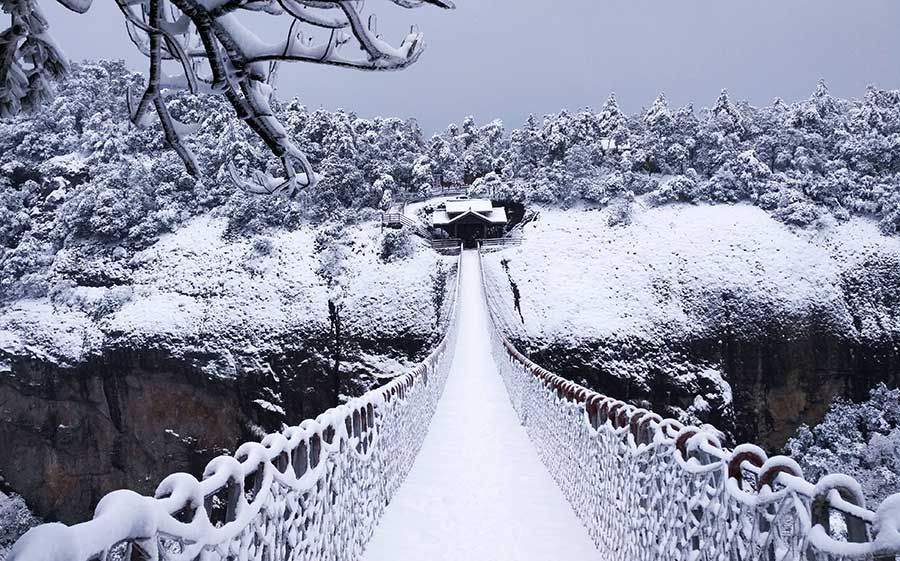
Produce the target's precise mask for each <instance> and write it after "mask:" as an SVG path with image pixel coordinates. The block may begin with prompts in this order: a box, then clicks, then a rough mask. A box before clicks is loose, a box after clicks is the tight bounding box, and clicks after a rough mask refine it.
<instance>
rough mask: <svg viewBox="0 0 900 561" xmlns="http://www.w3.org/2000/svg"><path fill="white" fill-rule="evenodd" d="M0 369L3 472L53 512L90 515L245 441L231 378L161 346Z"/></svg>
mask: <svg viewBox="0 0 900 561" xmlns="http://www.w3.org/2000/svg"><path fill="white" fill-rule="evenodd" d="M11 365H12V373H11V375H9V376H3V377H0V418H2V420H3V422H2V423H0V440H2V442H3V443H4V444H3V446H4V448H5V449H7V450H10V451H14V453H13V454H0V473H3V474H4V476H5V478H6V481H7V484H8V485H9V486H10V487H12V488H13V489H15V490H16V491H18V492H20V493H21V494H22V495H23V496H24V497H26V498H27V500H28V503H29V506H31V508H32V509H33V510H35V511H36V512H38V513H41V514H42V515H44V516H45V517H46V518H47V519H50V520H60V521H63V522H66V523H72V522H76V521H81V520H85V519H87V518H89V517H90V516H91V514H92V512H93V508H94V507H95V506H96V504H97V502H98V501H99V499H100V498H101V497H102V496H103V495H104V494H105V493H107V492H109V491H112V490H115V489H119V488H124V487H128V488H131V489H134V490H136V491H139V492H141V493H152V492H153V491H154V490H155V487H156V485H157V484H158V483H159V481H160V480H161V479H162V478H163V477H165V476H166V475H168V474H169V473H171V472H173V471H186V472H190V473H193V474H195V475H199V474H200V473H201V472H202V469H203V466H204V465H205V464H206V462H207V461H209V460H210V459H211V458H212V457H213V456H215V455H217V454H219V453H220V452H221V451H223V450H227V449H233V448H234V446H235V443H237V442H239V440H240V438H241V436H242V432H243V427H244V426H245V420H246V418H247V417H248V409H249V408H248V407H247V405H248V404H247V403H246V400H245V399H243V395H244V391H243V389H242V388H241V387H240V384H238V383H237V382H236V381H235V380H210V379H208V378H206V377H205V376H203V375H202V374H200V373H199V372H196V371H193V370H192V369H191V368H190V367H186V366H185V365H184V364H183V363H179V362H178V361H176V360H172V359H169V358H167V357H165V356H161V355H159V354H158V353H155V352H121V351H120V352H114V353H110V354H108V355H106V356H104V357H102V358H100V359H97V360H91V361H90V362H88V363H85V364H83V365H81V366H79V367H77V368H65V369H62V368H58V367H56V366H53V365H48V364H42V363H40V362H35V361H29V360H14V361H12V364H11Z"/></svg>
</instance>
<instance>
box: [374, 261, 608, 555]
mask: <svg viewBox="0 0 900 561" xmlns="http://www.w3.org/2000/svg"><path fill="white" fill-rule="evenodd" d="M460 275H461V277H460V292H459V299H460V300H459V305H460V309H459V312H460V322H461V323H460V333H459V338H458V342H457V347H456V349H455V351H454V352H455V355H454V358H453V363H452V370H451V372H450V375H449V378H448V380H447V386H446V389H445V390H444V394H443V397H442V398H441V400H440V402H439V404H438V407H437V410H436V411H435V415H434V418H433V420H432V422H431V427H430V429H429V432H428V435H427V437H426V438H425V442H424V444H423V446H422V449H421V451H420V452H419V455H418V457H417V458H416V462H415V464H414V465H413V468H412V470H411V471H410V473H409V476H408V477H407V479H406V481H405V482H404V483H403V485H402V486H401V487H400V489H399V491H398V492H397V494H396V495H395V496H394V499H393V500H392V502H391V504H390V505H389V506H388V508H387V509H386V511H385V514H384V517H383V518H382V520H381V522H380V523H379V525H378V527H377V528H376V530H375V535H374V537H373V539H372V541H371V542H370V543H369V545H368V547H367V550H366V553H365V555H364V557H363V559H364V560H365V561H404V560H410V561H412V560H415V561H422V560H426V559H427V560H428V561H439V560H453V561H463V560H465V561H482V560H484V561H495V560H496V561H502V560H516V561H531V560H535V561H537V560H542V561H557V560H566V559H596V558H597V550H596V549H595V547H594V544H593V543H592V542H591V540H590V538H589V537H588V534H587V531H586V530H585V528H584V526H583V525H582V523H581V521H579V520H578V518H577V517H576V516H575V513H574V512H573V511H572V508H571V507H570V506H569V504H568V503H567V502H566V500H565V498H564V497H563V495H562V493H561V492H560V490H559V488H558V487H557V485H556V483H555V482H554V481H553V479H552V478H551V476H550V474H549V472H547V470H546V468H545V467H544V465H543V464H542V463H541V461H540V459H539V458H538V456H537V453H536V452H535V450H534V447H533V446H532V444H531V441H530V440H529V439H528V435H527V434H526V433H525V430H524V429H523V428H522V427H521V426H520V425H519V423H518V420H517V418H516V415H515V412H514V411H513V409H512V405H511V404H510V402H509V398H508V396H507V393H506V388H505V387H504V385H503V381H502V379H501V377H500V375H499V373H498V372H497V370H496V367H495V366H494V362H493V358H492V357H491V347H490V338H489V337H490V335H489V333H488V329H489V325H488V321H489V319H488V316H487V310H486V309H485V305H484V298H483V293H482V283H481V271H480V263H479V258H478V253H477V251H474V250H467V251H465V252H464V253H463V256H462V269H461V271H460Z"/></svg>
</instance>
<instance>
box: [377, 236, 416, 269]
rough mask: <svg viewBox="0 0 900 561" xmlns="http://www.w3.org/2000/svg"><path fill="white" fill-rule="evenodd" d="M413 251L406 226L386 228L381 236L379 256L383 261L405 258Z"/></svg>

· · · ·

Activity
Omit the pictures, then print the rest of the listing above exactly.

Answer to this exercise
Produce the target's precise mask for each <instance> and write it after "mask:" as an SVG path with image pixel coordinates. The block may begin with prompts in this order: a box, then clicks, then a rough mask. A box before clicks is loose, a box after clicks is the tight bounding box, and clicks after a rough mask refine it.
<instance>
rough mask: <svg viewBox="0 0 900 561" xmlns="http://www.w3.org/2000/svg"><path fill="white" fill-rule="evenodd" d="M0 369L3 472L53 512L90 515L245 441L231 378L161 346Z"/></svg>
mask: <svg viewBox="0 0 900 561" xmlns="http://www.w3.org/2000/svg"><path fill="white" fill-rule="evenodd" d="M11 365H12V373H11V375H9V376H3V377H0V418H2V420H3V422H2V423H0V440H2V442H3V443H4V444H3V446H4V448H5V449H7V450H10V451H14V453H13V454H0V473H3V474H4V476H5V478H6V481H7V484H8V485H9V486H10V487H12V488H13V489H15V490H16V491H18V492H20V493H21V494H22V495H23V496H24V497H26V498H27V500H28V503H29V506H31V508H32V509H33V510H35V511H36V512H38V513H41V514H42V515H44V516H45V517H46V518H47V519H50V520H60V521H63V522H66V523H72V522H76V521H81V520H85V519H87V518H89V517H90V516H91V514H92V512H93V508H94V507H95V506H96V504H97V502H98V501H99V499H100V498H101V497H102V496H103V495H104V494H105V493H107V492H109V491H112V490H115V489H119V488H124V487H128V488H131V489H134V490H136V491H139V492H141V493H152V492H153V491H154V490H155V487H156V485H157V484H158V483H159V481H160V480H161V479H162V478H163V477H165V476H166V475H168V474H169V473H171V472H173V471H186V472H190V473H193V474H195V475H199V474H200V473H201V472H202V469H203V466H204V465H205V464H206V462H207V461H209V460H210V459H211V458H212V457H213V456H215V455H217V454H219V453H220V452H221V451H223V450H227V449H233V448H234V446H235V443H237V442H239V440H240V438H241V436H242V432H243V427H244V426H245V420H246V418H247V417H248V409H249V408H248V407H247V405H248V404H247V403H246V400H245V399H243V395H244V391H243V389H242V388H241V387H240V384H238V383H237V382H236V381H235V380H210V379H208V378H206V377H205V376H203V375H202V374H200V373H199V372H196V371H193V370H192V369H191V368H190V367H186V366H185V365H184V364H183V363H179V362H178V361H176V360H172V359H169V358H167V357H165V356H161V355H159V354H158V353H155V352H121V351H120V352H114V353H110V354H108V355H106V356H104V357H102V358H100V359H97V360H91V361H90V362H88V363H85V364H83V365H81V366H79V367H77V368H65V369H62V368H58V367H56V366H53V365H48V364H42V363H40V362H35V361H29V360H14V361H12V364H11Z"/></svg>
</instance>
<instance>
box: [374, 261, 608, 555]
mask: <svg viewBox="0 0 900 561" xmlns="http://www.w3.org/2000/svg"><path fill="white" fill-rule="evenodd" d="M460 275H461V277H460V292H459V299H460V300H459V305H460V309H459V312H460V322H461V323H460V333H459V338H458V342H457V347H456V349H455V351H454V352H455V355H454V358H453V363H452V370H451V372H450V375H449V378H448V380H447V386H446V389H445V390H444V394H443V397H442V398H441V400H440V402H439V404H438V407H437V410H436V411H435V415H434V418H433V420H432V422H431V427H430V429H429V432H428V435H427V437H426V438H425V442H424V444H423V446H422V449H421V451H420V452H419V455H418V457H417V458H416V462H415V464H414V465H413V468H412V470H411V471H410V473H409V476H408V477H407V479H406V481H405V482H404V483H403V485H402V486H401V487H400V489H399V491H398V492H397V494H396V495H395V496H394V499H393V500H392V502H391V504H390V505H389V506H388V508H387V509H386V511H385V514H384V517H383V518H382V520H381V522H380V523H379V525H378V527H377V528H376V530H375V535H374V537H373V539H372V541H371V542H370V543H369V545H368V547H367V550H366V553H365V555H364V557H363V559H364V560H365V561H404V560H410V561H412V560H415V561H422V560H426V559H427V560H428V561H439V560H453V561H463V560H465V561H482V560H484V561H495V560H496V561H502V560H516V561H531V560H535V561H537V560H542V561H557V560H566V559H596V558H597V550H596V549H595V547H594V544H593V543H592V542H591V540H590V538H589V537H588V534H587V531H586V530H585V528H584V526H583V525H582V523H581V521H579V520H578V518H577V517H576V516H575V513H574V512H573V511H572V508H571V507H570V506H569V504H568V503H567V502H566V500H565V498H564V497H563V495H562V493H561V492H560V490H559V488H558V487H557V485H556V483H555V482H554V481H553V479H552V478H551V476H550V474H549V472H547V470H546V468H545V467H544V465H543V464H542V463H541V461H540V459H539V458H538V456H537V453H536V452H535V450H534V447H533V446H532V444H531V441H530V440H529V439H528V435H527V434H526V433H525V430H524V429H523V428H522V427H521V426H520V425H519V423H518V420H517V418H516V415H515V412H514V411H513V409H512V405H511V404H510V402H509V398H508V396H507V393H506V388H505V387H504V385H503V381H502V379H501V377H500V375H499V373H498V372H497V370H496V367H495V366H494V362H493V358H492V357H491V347H490V338H489V337H490V335H489V333H488V329H489V325H488V321H489V319H488V316H487V310H486V309H485V305H484V298H483V293H482V283H481V271H480V263H479V258H478V253H477V251H474V250H467V251H465V252H464V253H463V256H462V269H461V271H460Z"/></svg>
</instance>
<instance>
box: [377, 236, 416, 269]
rough mask: <svg viewBox="0 0 900 561" xmlns="http://www.w3.org/2000/svg"><path fill="white" fill-rule="evenodd" d="M413 251L406 226L386 228L381 236L379 256L383 261L405 258Z"/></svg>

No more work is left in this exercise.